# 7DII QC-dial weird behavior



## Proscribo (Feb 18, 2016)

Soo, I've noticed that my 7D's back dial has started to act up. When I scroll the dial in one direction, the camera occasionally goes a few steps to the reverse direction and it's quite frustrating when you can't reach a setting, for example because you go one step forward and the one backward.

It doesn't matter whether I move the dial fast or slow (could be that this happens more often when scrolling fast, I'm not sure). Everything else seems to work fine and I've reset my settings and tested with and without battery grip (original canon one) and with canon and non-canon battery.

I wonder if I could fix that myself or must I just send it in for repair.. just doesn't have warranty anymore.


----------



## SetterSpeaker (Feb 18, 2016)

If you have the time, the tools and the know-how to open the body, fix the problem, and close it all up; and if you aren't worried about the possibility you will fail or even reduce the functionality of your 7D2, then go for it!

OTOH, that's not me: I would be inclined to send it in for assessment. As a member of a fairly large camera club, moderate forum dipper, and occasional user of Canon and Sigma repair services, and not having heard anything about this particular of problem before, I consider the prices manufacturers charge to repair their equipment to be one of the biggest bargains in the whole fancy camera scene. My experience is that they do an incredible amount of repair and replacement for a standard price in the range of $100-$200. That's far more reasonable to me than Canon's obvious rip-off prices for, say, a plastic lens hood. In any case, they would give you an estimate of the expected costs before doing anything. Therefore, if the behavior bothered me as much as I suspect it would, I'd send it in.

Look at this way: All those gullible, newbie lens hood buyers are subsidizing your repair costs 

HTH,
SetterSpeaker


----------

## Aim 1:
Update the forum thread on the misbehaving 7D dial by reproducing it between "It doesn't matter" and "and non-canon battery.", inclusive, with "battery grip" changed to "vertical grip".

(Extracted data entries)
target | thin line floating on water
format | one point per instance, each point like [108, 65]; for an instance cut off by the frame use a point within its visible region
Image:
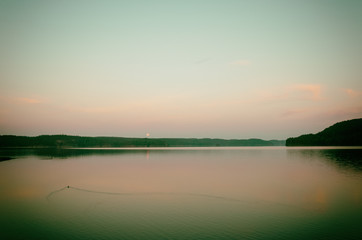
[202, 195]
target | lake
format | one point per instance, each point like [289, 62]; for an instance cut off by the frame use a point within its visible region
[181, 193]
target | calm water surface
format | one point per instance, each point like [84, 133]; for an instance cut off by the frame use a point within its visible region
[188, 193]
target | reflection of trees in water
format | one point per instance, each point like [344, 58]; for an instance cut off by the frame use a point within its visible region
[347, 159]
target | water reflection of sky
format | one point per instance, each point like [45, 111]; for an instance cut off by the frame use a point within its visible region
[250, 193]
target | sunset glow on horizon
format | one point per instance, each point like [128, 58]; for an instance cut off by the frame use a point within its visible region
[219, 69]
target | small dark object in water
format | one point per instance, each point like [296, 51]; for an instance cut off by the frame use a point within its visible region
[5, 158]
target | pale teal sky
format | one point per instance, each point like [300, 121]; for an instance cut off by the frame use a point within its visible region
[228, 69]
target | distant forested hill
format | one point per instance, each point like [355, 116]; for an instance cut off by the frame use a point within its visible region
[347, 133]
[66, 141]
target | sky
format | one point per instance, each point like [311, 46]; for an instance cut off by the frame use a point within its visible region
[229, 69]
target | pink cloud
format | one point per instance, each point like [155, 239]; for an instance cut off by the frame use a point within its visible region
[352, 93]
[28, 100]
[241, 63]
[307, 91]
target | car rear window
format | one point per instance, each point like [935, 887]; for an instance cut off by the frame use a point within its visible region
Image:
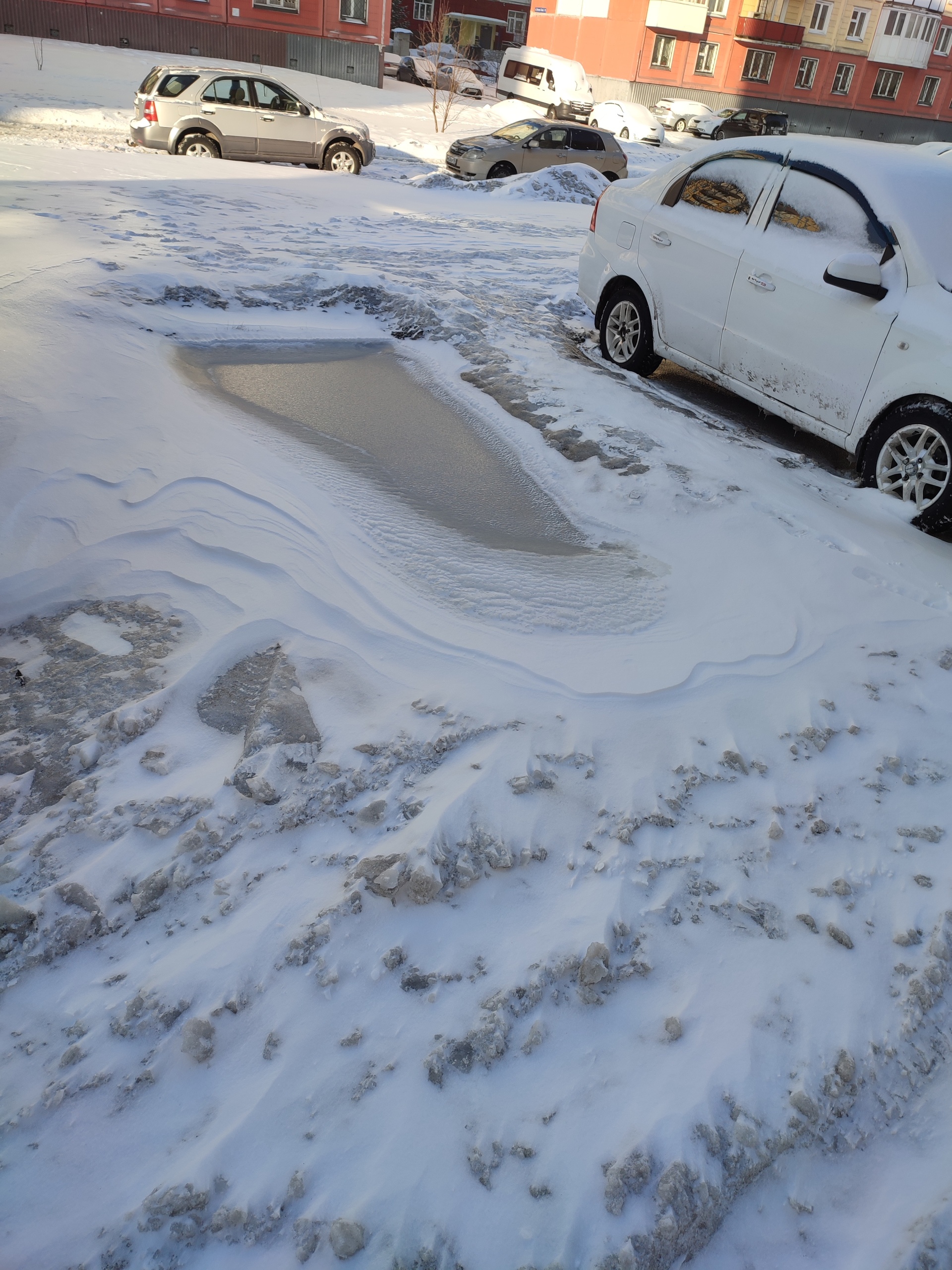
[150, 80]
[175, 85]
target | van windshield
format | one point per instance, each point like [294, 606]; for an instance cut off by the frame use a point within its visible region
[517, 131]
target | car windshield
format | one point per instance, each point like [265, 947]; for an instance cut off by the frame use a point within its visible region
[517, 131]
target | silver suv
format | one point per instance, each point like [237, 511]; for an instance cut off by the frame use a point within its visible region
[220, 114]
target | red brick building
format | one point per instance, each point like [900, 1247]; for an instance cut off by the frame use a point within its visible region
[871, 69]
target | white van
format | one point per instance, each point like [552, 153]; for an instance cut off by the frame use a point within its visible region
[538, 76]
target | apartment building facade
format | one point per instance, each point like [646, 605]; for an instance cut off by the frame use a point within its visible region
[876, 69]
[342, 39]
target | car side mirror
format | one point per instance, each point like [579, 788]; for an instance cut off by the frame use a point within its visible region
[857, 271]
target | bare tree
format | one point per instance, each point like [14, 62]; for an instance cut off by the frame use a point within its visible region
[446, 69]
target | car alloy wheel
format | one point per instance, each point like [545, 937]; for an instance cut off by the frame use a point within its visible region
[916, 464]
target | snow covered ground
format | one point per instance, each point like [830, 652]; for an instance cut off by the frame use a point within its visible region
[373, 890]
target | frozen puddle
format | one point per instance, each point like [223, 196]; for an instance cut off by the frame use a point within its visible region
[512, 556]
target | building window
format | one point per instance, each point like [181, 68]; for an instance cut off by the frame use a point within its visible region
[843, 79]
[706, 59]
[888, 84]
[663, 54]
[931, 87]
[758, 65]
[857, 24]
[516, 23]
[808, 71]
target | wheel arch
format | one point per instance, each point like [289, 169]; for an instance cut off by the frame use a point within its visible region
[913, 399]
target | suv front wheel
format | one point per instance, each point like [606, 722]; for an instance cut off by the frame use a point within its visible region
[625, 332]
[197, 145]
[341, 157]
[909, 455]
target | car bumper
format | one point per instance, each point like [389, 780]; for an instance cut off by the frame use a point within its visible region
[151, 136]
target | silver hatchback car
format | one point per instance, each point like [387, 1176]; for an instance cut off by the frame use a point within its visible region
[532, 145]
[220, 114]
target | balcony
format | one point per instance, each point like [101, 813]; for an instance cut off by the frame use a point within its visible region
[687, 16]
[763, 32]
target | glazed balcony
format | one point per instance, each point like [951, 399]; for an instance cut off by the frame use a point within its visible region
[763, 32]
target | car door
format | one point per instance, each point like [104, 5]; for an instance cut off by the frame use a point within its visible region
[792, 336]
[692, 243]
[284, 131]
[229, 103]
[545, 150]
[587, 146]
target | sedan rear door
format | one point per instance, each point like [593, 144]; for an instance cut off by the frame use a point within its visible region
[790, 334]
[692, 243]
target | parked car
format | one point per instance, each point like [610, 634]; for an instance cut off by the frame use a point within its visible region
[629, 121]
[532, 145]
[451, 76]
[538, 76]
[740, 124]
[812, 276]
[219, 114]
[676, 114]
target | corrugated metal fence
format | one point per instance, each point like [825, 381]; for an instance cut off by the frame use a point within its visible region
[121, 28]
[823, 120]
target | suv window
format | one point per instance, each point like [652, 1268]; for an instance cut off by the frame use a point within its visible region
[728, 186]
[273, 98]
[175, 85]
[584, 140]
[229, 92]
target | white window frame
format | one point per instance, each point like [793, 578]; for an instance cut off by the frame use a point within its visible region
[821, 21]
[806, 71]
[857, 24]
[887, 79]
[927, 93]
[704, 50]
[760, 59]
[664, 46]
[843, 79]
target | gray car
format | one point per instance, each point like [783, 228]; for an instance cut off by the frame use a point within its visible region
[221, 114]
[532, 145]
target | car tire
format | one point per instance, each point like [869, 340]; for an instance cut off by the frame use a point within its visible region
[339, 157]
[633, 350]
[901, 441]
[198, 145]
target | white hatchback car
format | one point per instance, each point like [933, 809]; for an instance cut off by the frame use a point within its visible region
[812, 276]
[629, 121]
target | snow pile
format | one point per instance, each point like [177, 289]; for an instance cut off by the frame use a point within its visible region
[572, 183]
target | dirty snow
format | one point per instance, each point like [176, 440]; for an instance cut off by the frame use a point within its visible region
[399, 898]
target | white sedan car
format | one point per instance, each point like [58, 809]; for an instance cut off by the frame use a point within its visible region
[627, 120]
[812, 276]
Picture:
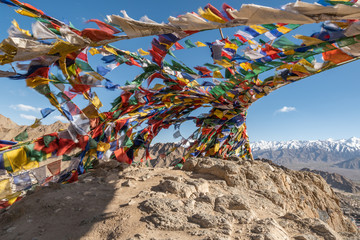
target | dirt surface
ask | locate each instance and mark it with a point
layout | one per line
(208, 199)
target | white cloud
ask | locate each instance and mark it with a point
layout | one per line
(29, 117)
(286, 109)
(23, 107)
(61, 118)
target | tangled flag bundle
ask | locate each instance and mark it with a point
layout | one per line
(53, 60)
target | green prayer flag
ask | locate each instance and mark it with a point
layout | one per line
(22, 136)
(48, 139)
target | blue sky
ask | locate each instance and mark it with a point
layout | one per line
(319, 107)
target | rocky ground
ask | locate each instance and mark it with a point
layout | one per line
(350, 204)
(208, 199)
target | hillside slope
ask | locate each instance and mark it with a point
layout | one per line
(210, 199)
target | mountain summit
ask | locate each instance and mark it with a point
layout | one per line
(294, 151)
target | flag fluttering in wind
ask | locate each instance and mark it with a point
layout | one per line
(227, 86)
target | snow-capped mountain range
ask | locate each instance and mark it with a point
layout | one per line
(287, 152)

--

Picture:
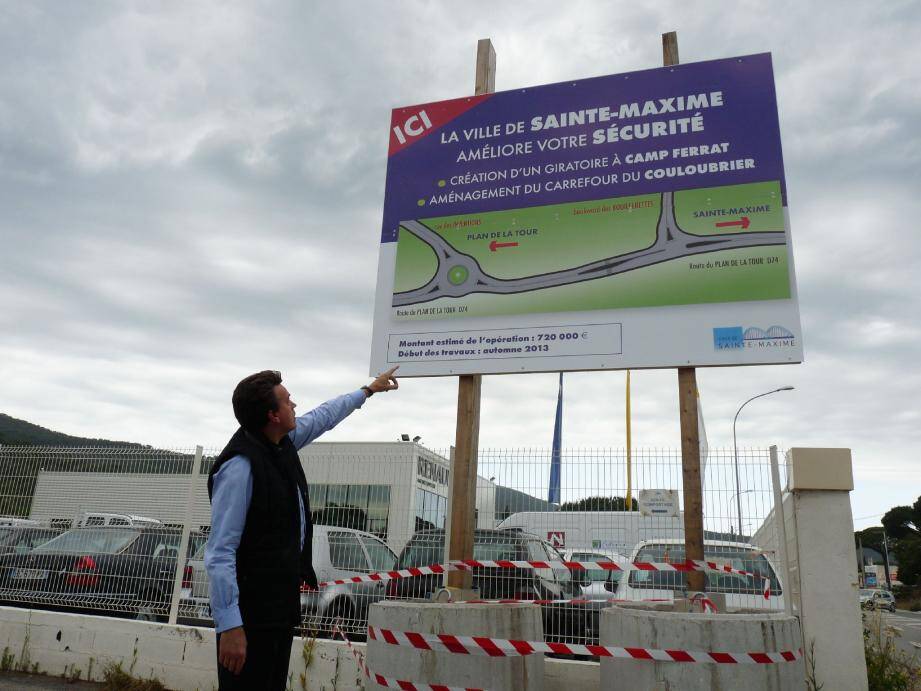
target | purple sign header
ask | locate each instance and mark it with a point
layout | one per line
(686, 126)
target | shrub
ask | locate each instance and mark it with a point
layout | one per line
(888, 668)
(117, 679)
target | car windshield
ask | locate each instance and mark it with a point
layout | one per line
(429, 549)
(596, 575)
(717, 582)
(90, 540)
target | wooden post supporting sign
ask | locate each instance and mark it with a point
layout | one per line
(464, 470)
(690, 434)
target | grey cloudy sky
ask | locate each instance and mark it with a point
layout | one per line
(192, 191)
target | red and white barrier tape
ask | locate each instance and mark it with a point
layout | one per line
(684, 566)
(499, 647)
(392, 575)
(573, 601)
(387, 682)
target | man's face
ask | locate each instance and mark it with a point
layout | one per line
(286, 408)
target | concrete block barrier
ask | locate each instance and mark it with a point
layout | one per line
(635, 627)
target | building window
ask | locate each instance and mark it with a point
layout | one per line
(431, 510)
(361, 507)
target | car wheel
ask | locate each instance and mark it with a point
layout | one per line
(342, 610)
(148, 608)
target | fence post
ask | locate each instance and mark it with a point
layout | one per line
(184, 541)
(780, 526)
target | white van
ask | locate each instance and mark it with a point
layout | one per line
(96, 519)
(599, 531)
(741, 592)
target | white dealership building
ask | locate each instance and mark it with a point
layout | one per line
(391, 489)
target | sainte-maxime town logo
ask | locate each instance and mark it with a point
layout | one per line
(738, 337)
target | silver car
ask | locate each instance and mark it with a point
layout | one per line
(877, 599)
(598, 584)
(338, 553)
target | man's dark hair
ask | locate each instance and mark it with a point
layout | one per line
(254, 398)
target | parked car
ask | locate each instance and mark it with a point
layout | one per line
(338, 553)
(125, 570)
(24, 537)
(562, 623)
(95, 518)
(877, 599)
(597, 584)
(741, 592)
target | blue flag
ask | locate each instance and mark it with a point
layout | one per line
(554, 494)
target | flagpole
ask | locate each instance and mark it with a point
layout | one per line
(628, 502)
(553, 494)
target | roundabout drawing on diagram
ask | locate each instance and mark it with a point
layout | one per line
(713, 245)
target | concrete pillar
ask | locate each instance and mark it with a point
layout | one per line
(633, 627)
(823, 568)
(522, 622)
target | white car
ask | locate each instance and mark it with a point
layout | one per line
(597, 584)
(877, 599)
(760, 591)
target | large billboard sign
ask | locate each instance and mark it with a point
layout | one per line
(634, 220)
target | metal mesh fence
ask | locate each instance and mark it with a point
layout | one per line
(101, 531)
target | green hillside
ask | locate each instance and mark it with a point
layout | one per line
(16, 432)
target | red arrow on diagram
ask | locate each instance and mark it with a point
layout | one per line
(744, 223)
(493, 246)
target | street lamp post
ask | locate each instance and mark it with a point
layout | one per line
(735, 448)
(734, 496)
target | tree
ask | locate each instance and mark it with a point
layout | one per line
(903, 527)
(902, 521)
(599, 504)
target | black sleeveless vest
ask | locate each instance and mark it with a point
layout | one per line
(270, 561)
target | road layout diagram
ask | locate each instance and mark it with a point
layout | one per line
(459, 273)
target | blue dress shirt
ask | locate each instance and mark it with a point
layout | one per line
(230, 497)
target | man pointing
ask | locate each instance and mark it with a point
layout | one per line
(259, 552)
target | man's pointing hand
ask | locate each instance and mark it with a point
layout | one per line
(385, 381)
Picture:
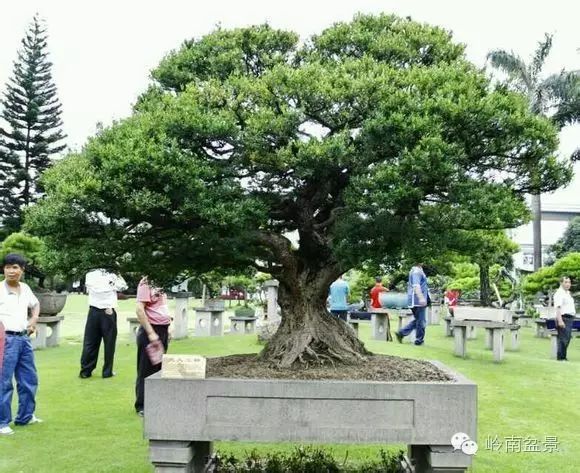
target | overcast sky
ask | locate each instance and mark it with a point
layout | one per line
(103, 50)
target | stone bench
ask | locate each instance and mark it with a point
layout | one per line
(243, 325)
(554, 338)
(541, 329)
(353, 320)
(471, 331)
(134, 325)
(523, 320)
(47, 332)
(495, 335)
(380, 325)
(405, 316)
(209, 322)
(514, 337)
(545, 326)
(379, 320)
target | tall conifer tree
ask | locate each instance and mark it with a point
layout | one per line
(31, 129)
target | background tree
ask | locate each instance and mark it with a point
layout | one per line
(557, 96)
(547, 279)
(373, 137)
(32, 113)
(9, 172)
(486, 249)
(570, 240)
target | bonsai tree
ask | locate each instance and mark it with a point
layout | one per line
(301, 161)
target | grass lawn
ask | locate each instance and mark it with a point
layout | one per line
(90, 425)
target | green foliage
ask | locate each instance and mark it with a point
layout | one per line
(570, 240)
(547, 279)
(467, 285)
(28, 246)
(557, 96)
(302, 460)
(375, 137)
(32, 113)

## Aim 2:
Report each line of the entries that contains the string "pointing".

## Exercise response 1:
It doesn't matter whether I move the dial fast or slow (could be that this happens more often when scrolling fast, I'm not sure). Everything else seems to work fine and I've reset my settings and tested with and without vertical grip (original canon one) and with canon and non-canon battery.

## Exercise response 2:
target | man pointing
target | man's pointing hand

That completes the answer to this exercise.